▶ **PROVIDED PASSAGE**
★ ★ ★ ★

In succeeding months, numerous review commissions revealed that the October NIE was only one of numerous failures by the government’s supposed truth tellers to do what the people of the United States pay them to do. The Senate Intelligence Committee, the 9/11 Commission, and the CIA’s Iraq Survey Group, under Charles Duelfer, all reported that the CIA’s intelligence on Iraqi WMD was largely fictitious. Even more dangerous for the White House, these reports suggested that much of this intelligence had been manufactured by neoconservative officials in the Pentagon long eager to invade Iraq.

In particular, the third-highest-ranking civilian defense official in the Pentagon, Douglas Feith, had set up the Office of Special Plans, devoted to going through all the raw intelligence available to the various spy agencies and ferreting out items that offered possible evidence of (or hints of evidence of) links between Saddam Hussein and Osama bin Laden.

★ ★ ★ ★

▶ **DATA RECORDS**

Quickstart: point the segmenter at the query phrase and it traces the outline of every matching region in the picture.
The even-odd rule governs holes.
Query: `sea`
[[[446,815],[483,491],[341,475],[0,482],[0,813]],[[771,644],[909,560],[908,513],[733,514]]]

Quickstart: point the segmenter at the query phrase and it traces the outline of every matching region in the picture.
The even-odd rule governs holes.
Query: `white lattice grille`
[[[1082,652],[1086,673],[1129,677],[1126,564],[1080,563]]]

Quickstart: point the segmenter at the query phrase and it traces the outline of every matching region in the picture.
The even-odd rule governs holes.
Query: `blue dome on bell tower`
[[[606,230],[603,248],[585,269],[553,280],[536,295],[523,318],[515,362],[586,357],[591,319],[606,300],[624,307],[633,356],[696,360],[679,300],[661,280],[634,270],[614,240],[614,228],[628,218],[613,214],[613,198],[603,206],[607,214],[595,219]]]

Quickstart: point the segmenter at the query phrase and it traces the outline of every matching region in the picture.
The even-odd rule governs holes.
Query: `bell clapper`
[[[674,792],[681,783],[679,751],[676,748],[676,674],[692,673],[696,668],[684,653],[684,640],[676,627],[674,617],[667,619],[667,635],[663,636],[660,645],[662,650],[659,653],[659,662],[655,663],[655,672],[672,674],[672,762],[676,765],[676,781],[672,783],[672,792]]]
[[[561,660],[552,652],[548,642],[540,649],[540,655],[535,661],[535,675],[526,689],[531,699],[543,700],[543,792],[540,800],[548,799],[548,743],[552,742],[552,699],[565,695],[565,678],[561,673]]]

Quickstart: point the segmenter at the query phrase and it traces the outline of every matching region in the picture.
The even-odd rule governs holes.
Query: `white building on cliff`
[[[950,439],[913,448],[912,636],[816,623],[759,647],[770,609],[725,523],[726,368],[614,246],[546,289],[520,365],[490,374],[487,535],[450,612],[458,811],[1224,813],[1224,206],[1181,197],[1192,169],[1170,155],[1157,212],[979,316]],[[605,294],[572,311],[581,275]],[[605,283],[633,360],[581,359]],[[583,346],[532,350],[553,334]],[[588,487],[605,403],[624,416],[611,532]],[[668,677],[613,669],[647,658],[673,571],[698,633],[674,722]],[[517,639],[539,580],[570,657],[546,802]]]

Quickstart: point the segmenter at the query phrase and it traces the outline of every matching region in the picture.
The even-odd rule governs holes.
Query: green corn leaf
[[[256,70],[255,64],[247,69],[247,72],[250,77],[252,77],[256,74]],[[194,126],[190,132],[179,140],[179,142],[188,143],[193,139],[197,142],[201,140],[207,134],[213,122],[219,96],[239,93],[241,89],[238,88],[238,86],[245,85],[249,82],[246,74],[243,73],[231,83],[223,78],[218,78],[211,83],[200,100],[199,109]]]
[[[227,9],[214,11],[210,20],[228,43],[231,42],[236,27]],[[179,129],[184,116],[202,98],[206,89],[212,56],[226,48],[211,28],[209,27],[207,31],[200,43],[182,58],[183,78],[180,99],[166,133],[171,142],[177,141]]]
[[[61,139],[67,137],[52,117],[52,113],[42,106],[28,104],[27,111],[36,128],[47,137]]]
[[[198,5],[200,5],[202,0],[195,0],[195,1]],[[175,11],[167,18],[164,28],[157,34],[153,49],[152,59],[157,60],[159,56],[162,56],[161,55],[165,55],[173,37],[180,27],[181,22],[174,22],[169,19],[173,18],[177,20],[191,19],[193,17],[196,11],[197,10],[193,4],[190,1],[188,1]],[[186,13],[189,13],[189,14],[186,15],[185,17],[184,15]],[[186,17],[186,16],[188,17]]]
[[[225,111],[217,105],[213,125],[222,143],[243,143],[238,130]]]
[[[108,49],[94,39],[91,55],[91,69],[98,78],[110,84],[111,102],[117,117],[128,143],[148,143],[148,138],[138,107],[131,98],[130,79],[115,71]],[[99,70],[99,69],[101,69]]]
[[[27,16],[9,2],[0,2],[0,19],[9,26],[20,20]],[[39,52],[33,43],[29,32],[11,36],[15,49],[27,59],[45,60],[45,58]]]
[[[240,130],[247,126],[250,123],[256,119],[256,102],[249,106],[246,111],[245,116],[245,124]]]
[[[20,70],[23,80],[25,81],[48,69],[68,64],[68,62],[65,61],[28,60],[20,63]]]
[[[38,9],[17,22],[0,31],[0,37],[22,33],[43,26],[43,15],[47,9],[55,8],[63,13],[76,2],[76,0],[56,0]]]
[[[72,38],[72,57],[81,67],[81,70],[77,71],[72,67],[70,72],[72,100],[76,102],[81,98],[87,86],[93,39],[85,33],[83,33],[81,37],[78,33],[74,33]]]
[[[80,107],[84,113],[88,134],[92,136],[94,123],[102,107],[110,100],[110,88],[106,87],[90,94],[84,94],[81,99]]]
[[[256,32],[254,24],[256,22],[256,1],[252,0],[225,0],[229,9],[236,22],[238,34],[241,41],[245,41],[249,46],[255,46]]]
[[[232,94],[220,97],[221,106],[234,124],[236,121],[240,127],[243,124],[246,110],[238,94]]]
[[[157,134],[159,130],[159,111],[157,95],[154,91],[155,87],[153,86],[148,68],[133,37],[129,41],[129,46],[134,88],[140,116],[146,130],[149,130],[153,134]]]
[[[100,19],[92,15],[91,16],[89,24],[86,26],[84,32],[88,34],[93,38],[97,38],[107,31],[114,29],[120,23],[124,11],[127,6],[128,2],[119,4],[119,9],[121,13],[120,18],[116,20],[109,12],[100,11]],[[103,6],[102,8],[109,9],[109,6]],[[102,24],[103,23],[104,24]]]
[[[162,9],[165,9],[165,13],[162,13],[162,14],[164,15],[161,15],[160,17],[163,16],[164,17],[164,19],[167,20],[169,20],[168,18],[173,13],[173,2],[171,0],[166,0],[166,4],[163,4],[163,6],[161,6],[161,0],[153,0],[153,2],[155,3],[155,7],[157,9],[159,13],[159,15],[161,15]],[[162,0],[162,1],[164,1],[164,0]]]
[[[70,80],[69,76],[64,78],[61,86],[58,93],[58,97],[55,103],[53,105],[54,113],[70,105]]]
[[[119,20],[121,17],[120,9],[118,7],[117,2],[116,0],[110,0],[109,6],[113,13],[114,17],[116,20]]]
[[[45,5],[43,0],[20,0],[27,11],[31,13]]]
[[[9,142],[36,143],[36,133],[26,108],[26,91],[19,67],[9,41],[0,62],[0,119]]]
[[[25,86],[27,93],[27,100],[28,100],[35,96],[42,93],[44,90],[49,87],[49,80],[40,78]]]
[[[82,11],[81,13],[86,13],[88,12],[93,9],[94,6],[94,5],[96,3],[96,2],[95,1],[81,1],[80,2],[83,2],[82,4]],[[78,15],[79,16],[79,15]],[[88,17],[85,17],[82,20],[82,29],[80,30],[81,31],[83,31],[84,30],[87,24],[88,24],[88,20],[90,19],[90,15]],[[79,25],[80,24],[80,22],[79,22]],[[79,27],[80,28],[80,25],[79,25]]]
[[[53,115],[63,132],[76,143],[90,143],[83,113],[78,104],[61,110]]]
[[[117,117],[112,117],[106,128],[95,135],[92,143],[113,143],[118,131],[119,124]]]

★ ★ ★ ★

▶ **PROBLEM 1**
Answer these questions using the passage on Iraq intelligence.
(a) Which month's NIE does the passage mention?
(b) Who headed the CIA's Iraq Survey Group?
(c) Which Pentagon official set up the Office of Special Plans?
▶ **PROBLEM 2**
Lay out the entries, from their start through the line containing "[[[1082,652],[1086,673],[1129,677],[1126,564],[1080,563]]]", as a JSON list of strings with one string per line and blank lines left out.

▶ **OUTPUT 1**
(a) October
(b) Charles Duelfer
(c) Douglas Feith

▶ **OUTPUT 2**
[
  "Quickstart: point the segmenter at the query phrase and it traces the outline of every matching region in the picture.",
  "The even-odd rule governs holes.",
  "Query: `sea`",
  "[[[446,815],[483,491],[341,475],[0,482],[0,813]],[[771,644],[909,560],[908,513],[733,514]]]",
  "Quickstart: point the segmenter at the query phrase and it traces the outline of every matching region in the picture.",
  "The even-odd rule governs holes.",
  "Query: `white lattice grille`",
  "[[[1082,652],[1086,673],[1129,677],[1126,564],[1080,563]]]"
]